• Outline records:
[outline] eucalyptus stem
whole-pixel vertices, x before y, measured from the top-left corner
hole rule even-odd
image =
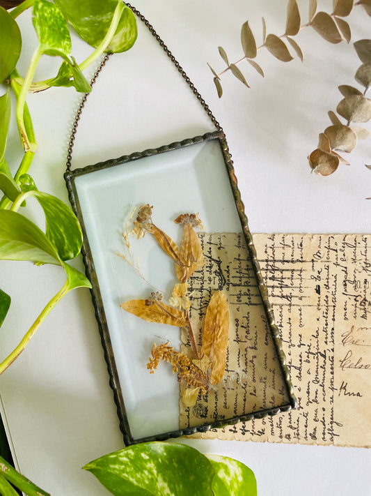
[[[4,372],[8,367],[9,367],[13,361],[18,358],[21,353],[24,351],[24,348],[27,345],[29,341],[32,338],[33,334],[36,332],[40,324],[44,322],[47,315],[50,313],[51,310],[54,308],[54,306],[65,296],[68,291],[70,290],[68,278],[63,285],[63,287],[58,292],[58,293],[53,296],[53,298],[49,301],[49,303],[44,307],[41,313],[38,315],[38,318],[35,320],[33,324],[27,331],[26,334],[24,336],[22,340],[20,341],[19,345],[13,350],[13,351],[5,359],[5,360],[0,363],[0,375]],[[1,468],[1,467],[0,467]]]

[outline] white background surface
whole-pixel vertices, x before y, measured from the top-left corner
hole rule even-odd
[[[306,22],[308,2],[299,4]],[[329,0],[320,3],[327,12],[331,4]],[[370,232],[371,204],[365,198],[371,196],[371,173],[364,164],[371,163],[371,140],[361,142],[352,153],[350,167],[340,166],[327,178],[310,174],[306,160],[317,147],[318,133],[329,125],[327,111],[335,110],[342,98],[337,87],[354,84],[360,61],[352,44],[333,46],[305,29],[296,38],[304,52],[303,63],[295,59],[285,64],[261,50],[257,60],[265,78],[246,64],[251,89],[227,75],[219,100],[206,62],[217,70],[223,67],[219,45],[231,60],[241,57],[239,30],[246,20],[258,39],[262,16],[268,32],[283,33],[285,2],[137,0],[136,6],[221,122],[253,232]],[[360,7],[349,22],[354,40],[369,37],[371,18]],[[29,59],[34,36],[27,15],[23,22],[28,27],[24,57]],[[139,27],[134,47],[108,62],[89,97],[79,126],[74,167],[213,129],[154,39],[143,25]],[[88,50],[74,43],[74,56],[82,60]],[[38,79],[52,75],[58,65],[47,59]],[[72,89],[53,89],[28,101],[40,148],[31,173],[40,190],[67,201],[63,173],[79,96]],[[6,158],[15,168],[22,156],[17,140],[14,130]],[[74,264],[82,268],[81,260]],[[58,268],[1,262],[1,287],[13,297],[0,333],[4,356],[63,282]],[[0,377],[0,392],[17,462],[29,477],[54,496],[107,494],[80,468],[123,447],[88,291],[68,295],[53,310],[24,353]],[[259,496],[371,493],[369,450],[182,442],[245,463],[255,473]]]

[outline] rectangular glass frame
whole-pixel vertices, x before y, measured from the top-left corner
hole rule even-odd
[[[279,331],[274,324],[232,163],[221,132],[68,171],[65,179],[84,233],[84,261],[92,283],[92,299],[110,385],[126,445],[205,432],[296,407]],[[231,412],[230,416],[223,415],[223,418],[216,416],[212,421],[201,418],[197,425],[180,427],[178,385],[168,370],[165,371],[166,364],[164,370],[156,370],[157,378],[148,385],[145,361],[151,350],[150,341],[153,343],[159,337],[166,340],[168,333],[159,327],[163,324],[156,324],[156,329],[152,327],[146,333],[151,323],[129,315],[134,318],[133,324],[129,317],[122,317],[126,313],[120,308],[120,304],[127,299],[141,297],[136,295],[143,291],[143,281],[132,266],[117,256],[120,250],[120,229],[131,208],[148,203],[155,206],[153,213],[156,219],[194,211],[199,213],[207,232],[240,233],[246,242],[255,287],[261,298],[269,343],[282,377],[285,400],[276,405],[265,403],[264,407],[253,411],[248,407],[244,411],[244,411],[239,410],[237,414]],[[159,225],[161,225],[160,220]],[[173,223],[169,223],[164,230],[179,246],[181,239],[176,227]],[[167,282],[172,270],[171,264],[161,258],[164,253],[157,258],[150,246],[150,256],[143,255],[139,249],[139,257],[144,257],[141,260],[143,263],[141,271],[148,274],[148,278],[159,280],[159,287],[166,286],[171,292]],[[174,338],[175,333],[172,333],[171,344],[177,344],[177,339],[180,345],[180,338]]]

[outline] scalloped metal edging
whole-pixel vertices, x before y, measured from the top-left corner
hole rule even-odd
[[[258,412],[246,414],[246,415],[235,416],[223,421],[216,421],[210,423],[203,424],[191,428],[178,429],[176,430],[164,433],[160,435],[148,436],[141,439],[134,439],[130,433],[130,428],[126,414],[124,398],[123,397],[123,393],[118,380],[118,375],[113,356],[113,350],[109,336],[109,330],[106,323],[103,303],[102,301],[99,290],[99,283],[94,269],[94,262],[92,259],[91,251],[86,236],[86,231],[81,212],[79,197],[74,186],[74,179],[81,174],[89,174],[95,171],[114,167],[118,164],[132,162],[133,160],[142,158],[143,157],[166,153],[171,150],[176,150],[179,148],[212,140],[219,140],[221,152],[224,157],[226,165],[228,172],[230,183],[233,193],[236,207],[239,216],[241,225],[242,226],[247,249],[258,280],[259,291],[262,296],[263,306],[268,320],[269,327],[273,338],[273,343],[279,359],[280,366],[286,385],[290,403],[287,405],[280,405],[279,407],[259,410]],[[260,267],[256,255],[256,251],[253,246],[253,236],[248,229],[247,217],[244,210],[244,205],[241,200],[241,193],[238,188],[237,179],[235,174],[233,164],[229,153],[227,142],[222,131],[219,130],[214,133],[207,133],[202,136],[196,136],[193,138],[189,138],[180,142],[175,142],[168,145],[159,146],[159,148],[148,149],[141,152],[134,152],[130,155],[124,155],[118,158],[100,162],[92,165],[88,165],[83,168],[79,168],[72,171],[69,170],[65,173],[64,177],[67,184],[70,202],[74,213],[79,219],[84,232],[84,244],[82,249],[83,260],[86,267],[86,275],[92,283],[92,290],[90,290],[92,301],[94,306],[95,317],[98,323],[102,345],[104,353],[104,359],[106,360],[107,370],[109,375],[109,385],[113,392],[113,398],[117,407],[118,416],[120,420],[120,429],[123,433],[125,445],[128,446],[129,444],[149,441],[165,440],[173,437],[178,437],[182,435],[189,435],[191,434],[196,434],[196,433],[205,433],[211,428],[222,428],[226,426],[234,425],[238,422],[248,421],[252,420],[253,419],[262,419],[269,415],[276,415],[281,412],[288,412],[292,408],[296,408],[297,400],[294,395],[293,386],[290,379],[290,371],[287,366],[286,365],[286,357],[283,350],[282,343],[279,338],[279,331],[274,322],[273,310],[268,299],[268,291],[263,281]]]

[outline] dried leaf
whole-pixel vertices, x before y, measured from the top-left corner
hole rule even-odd
[[[371,119],[371,101],[360,95],[351,95],[339,103],[336,112],[349,122],[367,122]]]
[[[247,84],[247,81],[245,80],[244,75],[239,70],[237,66],[235,66],[234,63],[231,63],[229,68],[232,71],[232,74],[233,74],[233,75],[237,77],[237,80],[239,80],[241,82],[244,83],[245,86],[246,86],[248,88],[250,88],[250,87]]]
[[[323,133],[321,133],[318,137],[318,148],[322,150],[322,151],[327,151],[329,153],[331,151],[330,140]]]
[[[167,324],[169,326],[184,327],[187,321],[183,312],[160,301],[153,301],[148,305],[148,300],[129,300],[120,306],[129,313],[132,313],[148,322]]]
[[[292,38],[290,38],[289,36],[286,37],[286,40],[289,42],[289,43],[291,45],[292,48],[295,50],[297,52],[297,55],[299,57],[300,60],[303,61],[304,60],[304,57],[303,56],[303,52],[301,52],[301,49],[299,46],[299,45],[297,43],[295,40],[293,40]]]
[[[159,229],[155,224],[152,224],[148,229],[148,232],[155,237],[164,251],[171,257],[177,264],[183,265],[183,260],[179,248],[174,241],[164,231]]]
[[[248,59],[255,59],[258,50],[254,35],[248,25],[248,21],[244,22],[241,28],[241,43],[245,57]]]
[[[220,77],[219,77],[217,73],[212,68],[212,67],[210,66],[210,64],[209,63],[209,62],[207,62],[207,65],[209,66],[210,70],[212,71],[212,73],[214,74],[214,75],[215,76],[215,77],[216,77],[216,79],[218,79],[218,80],[220,80]]]
[[[309,0],[309,22],[315,17],[317,12],[317,0]]]
[[[212,296],[205,317],[201,354],[212,363],[210,382],[218,384],[226,369],[228,342],[229,311],[226,296],[216,291]]]
[[[185,283],[196,270],[203,265],[203,255],[200,239],[189,223],[184,224],[180,253],[184,264],[177,265],[176,273],[180,283]]]
[[[294,36],[300,30],[300,13],[297,0],[289,0],[285,34]]]
[[[365,129],[365,128],[361,128],[359,126],[352,126],[350,128],[353,133],[354,133],[358,140],[367,140],[370,135],[368,130]]]
[[[219,97],[219,98],[221,98],[221,96],[223,95],[223,88],[221,87],[221,84],[220,84],[220,81],[218,77],[214,78],[214,84],[215,84],[215,87],[216,88],[218,96]]]
[[[340,119],[338,117],[336,114],[333,112],[332,110],[329,110],[329,117],[330,118],[330,121],[332,122],[332,123],[334,126],[336,126],[336,124],[341,124],[342,122]]]
[[[263,45],[265,43],[265,40],[267,38],[267,24],[265,24],[265,19],[262,17],[262,24],[263,25]]]
[[[347,43],[349,43],[352,39],[352,31],[349,24],[344,19],[340,19],[340,17],[335,17],[335,20],[342,37]]]
[[[278,60],[290,62],[292,57],[283,41],[275,34],[269,34],[265,40],[265,46]]]
[[[326,12],[318,12],[312,20],[310,26],[330,43],[340,43],[342,40],[336,23]]]
[[[330,126],[324,130],[333,150],[349,153],[357,144],[357,137],[347,126]]]
[[[346,17],[352,12],[354,0],[333,0],[333,13]]]
[[[317,149],[308,156],[312,172],[320,176],[329,176],[335,172],[339,165],[339,158],[333,153],[329,153]]]
[[[185,407],[193,407],[196,404],[200,387],[187,388],[183,393],[182,401]]]
[[[348,86],[348,84],[342,84],[338,87],[339,91],[343,96],[350,96],[350,95],[361,95],[362,96],[362,92],[354,88],[352,86]]]
[[[228,58],[227,57],[227,54],[226,53],[226,50],[223,48],[223,47],[218,47],[218,50],[219,51],[221,57],[226,62],[227,66],[229,66]]]
[[[260,66],[253,60],[250,60],[250,59],[246,59],[246,60],[248,63],[250,63],[254,68],[254,69],[259,73],[262,77],[264,77],[264,70],[262,69]]]
[[[187,296],[187,292],[188,284],[187,283],[175,284],[171,294],[171,298],[168,301],[169,303],[171,306],[179,308],[181,310],[188,310],[190,303]]]
[[[371,84],[371,63],[363,63],[358,67],[354,79],[365,88],[368,88]]]
[[[371,63],[371,40],[358,40],[354,43],[354,46],[363,63]]]

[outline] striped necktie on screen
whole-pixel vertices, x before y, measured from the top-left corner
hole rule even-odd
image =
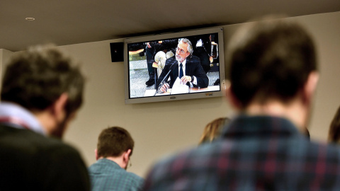
[[[181,79],[183,77],[183,64],[182,64],[182,63],[181,63],[181,64],[179,64],[179,66],[181,67],[179,69],[179,79]]]

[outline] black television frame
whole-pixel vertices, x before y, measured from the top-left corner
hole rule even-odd
[[[141,96],[130,97],[130,60],[128,45],[133,43],[142,43],[146,42],[164,40],[173,38],[181,38],[194,35],[201,35],[207,34],[215,34],[218,36],[218,64],[219,64],[219,79],[220,88],[218,91],[203,91],[199,93],[190,93],[186,94],[156,96]],[[176,53],[175,53],[176,54]],[[212,28],[199,29],[193,30],[181,31],[176,33],[170,33],[166,34],[159,34],[154,35],[147,35],[142,37],[136,37],[126,38],[124,40],[124,83],[125,83],[125,104],[170,101],[186,99],[196,99],[220,97],[223,96],[222,82],[225,80],[225,50],[224,50],[224,36],[222,28]]]

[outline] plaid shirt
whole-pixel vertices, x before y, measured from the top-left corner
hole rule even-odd
[[[92,191],[141,190],[144,180],[114,161],[99,159],[89,168]]]
[[[339,149],[285,119],[241,115],[220,139],[157,163],[144,190],[340,190]]]

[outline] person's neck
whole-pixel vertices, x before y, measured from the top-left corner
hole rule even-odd
[[[308,108],[298,100],[288,103],[278,100],[268,101],[264,104],[251,103],[244,111],[249,115],[269,115],[284,117],[292,122],[300,131],[305,130],[309,115]]]
[[[47,134],[50,135],[52,134],[52,132],[54,130],[54,128],[55,128],[56,124],[55,121],[51,117],[50,113],[46,111],[32,111],[32,113],[39,121],[41,126],[46,132]]]
[[[125,163],[124,163],[124,161],[123,160],[123,157],[114,157],[114,156],[108,156],[108,157],[100,157],[98,158],[99,159],[101,159],[101,158],[106,158],[108,160],[110,160],[110,161],[112,161],[115,163],[116,163],[118,165],[119,165],[119,166],[120,166],[120,168],[125,169]]]

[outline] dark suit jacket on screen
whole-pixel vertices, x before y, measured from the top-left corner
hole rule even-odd
[[[178,63],[176,59],[176,56],[174,56],[168,59],[165,63],[165,67],[162,71],[161,75],[157,81],[157,86],[164,79],[168,71],[171,69],[170,72],[170,88],[175,83],[176,79],[178,76]],[[187,57],[186,62],[186,76],[195,76],[197,79],[197,85],[193,85],[195,87],[206,88],[209,85],[209,79],[200,65],[200,59],[197,57],[193,56],[191,58]],[[188,83],[187,83],[188,85]]]

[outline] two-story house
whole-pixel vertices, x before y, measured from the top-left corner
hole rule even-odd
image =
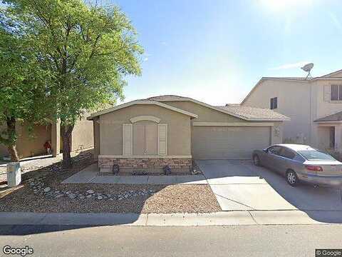
[[[291,118],[284,142],[342,151],[342,70],[316,78],[263,77],[241,103]]]

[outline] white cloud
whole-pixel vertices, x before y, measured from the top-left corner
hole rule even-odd
[[[330,13],[330,18],[331,19],[331,21],[333,21],[333,25],[335,27],[340,31],[342,31],[342,25],[338,20],[338,18],[337,18],[336,15],[333,13]]]
[[[281,66],[277,66],[277,67],[269,68],[269,69],[270,69],[270,70],[279,70],[279,69],[301,68],[305,64],[308,64],[309,63],[310,63],[310,61],[299,61],[299,62],[294,63],[294,64],[283,64],[283,65],[281,65]]]

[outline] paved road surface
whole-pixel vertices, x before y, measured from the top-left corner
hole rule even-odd
[[[5,245],[33,256],[314,256],[342,248],[342,226],[218,227],[0,226]],[[1,255],[2,254],[2,255]],[[4,256],[2,252],[0,256]]]
[[[276,172],[254,166],[250,161],[198,161],[222,211],[342,211],[336,188],[289,186]],[[321,218],[328,222],[331,217]]]

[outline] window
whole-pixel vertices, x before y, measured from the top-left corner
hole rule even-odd
[[[278,108],[278,98],[274,97],[271,99],[271,110]]]
[[[308,161],[336,161],[331,156],[319,151],[299,151]]]
[[[286,149],[285,147],[281,147],[281,149],[279,151],[279,155],[291,159],[293,159],[294,156],[296,156],[296,153],[291,150]]]
[[[342,85],[331,85],[330,99],[331,101],[342,101]]]
[[[280,146],[271,146],[267,149],[267,151],[269,153],[279,155]]]
[[[331,148],[335,147],[335,127],[330,127],[329,146]]]

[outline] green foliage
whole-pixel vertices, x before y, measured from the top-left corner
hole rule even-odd
[[[44,71],[32,49],[24,40],[21,27],[0,12],[0,143],[16,143],[16,120],[32,125],[43,121]]]
[[[142,49],[115,6],[78,0],[6,1],[6,16],[24,28],[38,57],[55,119],[73,126],[83,112],[123,98],[128,74],[140,75]],[[18,26],[18,25],[16,25]]]

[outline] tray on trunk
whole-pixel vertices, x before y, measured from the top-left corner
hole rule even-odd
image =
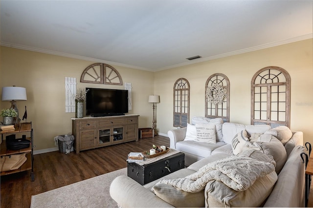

• What the task requires: Convert the material into a JSON list of strings with one string per line and blank lines omitted. Begin at the line containing "[outline] white cloud" and continue through the line containing "[[[331,148],[335,147],[335,127],[330,127],[329,146]]]", including both.

• The response:
[
  "[outline] white cloud",
  "whole-pixel vertices, x before y, measured from the top-left corner",
  "hole rule even-odd",
  "[[[330,13],[330,18],[331,19],[331,21],[333,21],[333,25],[335,27],[340,31],[342,31],[342,25],[338,20],[338,18],[337,18],[336,15],[333,13]]]",
  "[[[281,66],[277,66],[277,67],[269,68],[269,69],[270,69],[270,70],[279,70],[279,69],[301,68],[305,64],[308,64],[309,63],[310,63],[310,61],[299,61],[299,62],[294,63],[294,64],[283,64],[283,65],[281,65]]]",
  "[outline] paved road surface",
  "whole-pixel vertices, x before y, measured from the top-left corner",
  "hole rule even-odd",
  "[[[5,245],[33,256],[314,256],[342,248],[342,226],[218,227],[0,226]],[[1,255],[2,254],[2,255]],[[4,256],[2,252],[0,256]]]",
  "[[[276,172],[254,166],[250,161],[198,161],[222,211],[342,211],[336,188],[289,186]],[[321,218],[328,222],[331,217]]]",
  "[outline] window",
  "whole-pixel vertices, x before y, measured from the top-left corner",
  "hole rule even-odd",
  "[[[278,108],[278,98],[274,97],[271,99],[271,110]]]",
  "[[[308,161],[336,161],[331,156],[319,151],[299,151]]]",
  "[[[286,149],[285,147],[281,147],[281,149],[279,151],[279,155],[291,159],[293,159],[294,156],[296,156],[296,153],[291,150]]]",
  "[[[342,85],[331,85],[330,99],[331,101],[342,101]]]",
  "[[[280,146],[271,146],[267,149],[267,151],[269,153],[279,155]]]",
  "[[[331,148],[335,147],[335,127],[330,127],[329,146]]]"
]